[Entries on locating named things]
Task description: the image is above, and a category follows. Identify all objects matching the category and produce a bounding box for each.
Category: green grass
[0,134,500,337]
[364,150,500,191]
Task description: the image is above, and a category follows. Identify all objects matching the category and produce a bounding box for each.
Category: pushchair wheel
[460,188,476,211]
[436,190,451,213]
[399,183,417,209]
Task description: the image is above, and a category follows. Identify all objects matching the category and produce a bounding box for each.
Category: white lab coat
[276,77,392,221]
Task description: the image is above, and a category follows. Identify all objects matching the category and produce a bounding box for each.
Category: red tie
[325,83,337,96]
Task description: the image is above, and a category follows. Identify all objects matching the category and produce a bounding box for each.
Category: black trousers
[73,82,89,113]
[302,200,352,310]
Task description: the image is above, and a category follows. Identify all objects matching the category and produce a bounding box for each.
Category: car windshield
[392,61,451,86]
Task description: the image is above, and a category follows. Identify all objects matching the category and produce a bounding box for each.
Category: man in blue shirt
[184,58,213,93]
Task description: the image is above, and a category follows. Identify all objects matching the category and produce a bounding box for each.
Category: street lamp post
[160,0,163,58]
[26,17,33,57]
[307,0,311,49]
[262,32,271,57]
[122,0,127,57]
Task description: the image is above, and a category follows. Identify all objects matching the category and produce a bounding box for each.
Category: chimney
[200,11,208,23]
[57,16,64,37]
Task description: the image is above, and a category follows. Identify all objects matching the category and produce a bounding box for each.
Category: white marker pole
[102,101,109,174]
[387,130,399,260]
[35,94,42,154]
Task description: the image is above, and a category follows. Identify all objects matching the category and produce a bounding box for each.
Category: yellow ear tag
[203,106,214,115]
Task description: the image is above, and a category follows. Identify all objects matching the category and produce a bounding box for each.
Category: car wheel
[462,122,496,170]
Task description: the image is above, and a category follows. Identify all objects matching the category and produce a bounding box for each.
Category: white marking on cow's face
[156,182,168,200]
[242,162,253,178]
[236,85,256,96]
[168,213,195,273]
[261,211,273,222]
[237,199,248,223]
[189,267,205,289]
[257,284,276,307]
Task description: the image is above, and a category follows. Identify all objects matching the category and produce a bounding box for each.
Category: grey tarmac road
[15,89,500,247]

**Task to complete:** Write out every line exactly as it stands.

**Written reply:**
Task description: the image is above, and a category follows. Identify all objects matching the category and produce a bounding box for each.
Category: green grass
[0,134,500,337]
[364,150,500,191]
Task description: the image is above, and a category follows. Identify all objects matching the category and produce a bounding box for each.
Category: pushchair wheel
[460,188,476,211]
[436,190,451,213]
[399,183,417,209]
Task description: the image is above, and a category follows. Identify all objects matching the category and produce a bounding box for each.
Category: white lab coat
[276,77,392,221]
Task description: the image is above, and a category follows. Identify all objects matching the category and produce a bounding box for each.
Category: red tie
[325,83,337,96]
Task description: the image is above, and a category follows. Identify all objects matching the category and produce a bounding box for each.
Category: black trousers
[73,82,89,113]
[302,200,352,310]
Task description: the image is above, and a category follows. Identify all objects matching the category and produce a bounding box for each.
Category: car windshield
[392,61,451,86]
Task description: the image is above, and a category follows. Identify all objects matching the category and produce a bounding box for each.
Category: man in blue shirt
[184,58,213,93]
Task description: the image is above, and a category follows. Identify all objects matching the category and produce a bounding box for each.
Category: street lamp post
[160,0,163,58]
[26,17,33,57]
[307,0,311,49]
[262,32,271,57]
[122,0,127,57]
Task description: the image is above, and a category follows. Identify all objects matching the category and produce a bounding box for each.
Category: chimney
[200,11,208,23]
[57,16,64,37]
Task description: the image is above, and a category follows. Identify all objects matching the category and produce a bounding box for each.
Category: white marker pole
[102,101,109,174]
[387,130,399,260]
[35,94,42,154]
Task description: the image is above, and a category follows. Identify all objects matching the category and produce a bounding box for each.
Category: yellow ear tag
[203,106,214,115]
Task description: the image is above, and a category follows. Identify all objects matching the category and produce a bounding box for each.
Category: car wheel
[462,122,496,170]
Task description: the image is above, and a category follows. Identify all objects matching the category and produce a bounding box for each.
Category: white marking on cow's face
[156,182,168,200]
[242,162,253,178]
[236,85,256,96]
[168,213,195,273]
[261,211,273,222]
[237,199,248,223]
[189,267,205,289]
[257,284,276,307]
Task description: the image is above, and a category follows. Identify all objects matching the category and produce a bounding box for each.
Category: grey tarmac road
[15,89,500,247]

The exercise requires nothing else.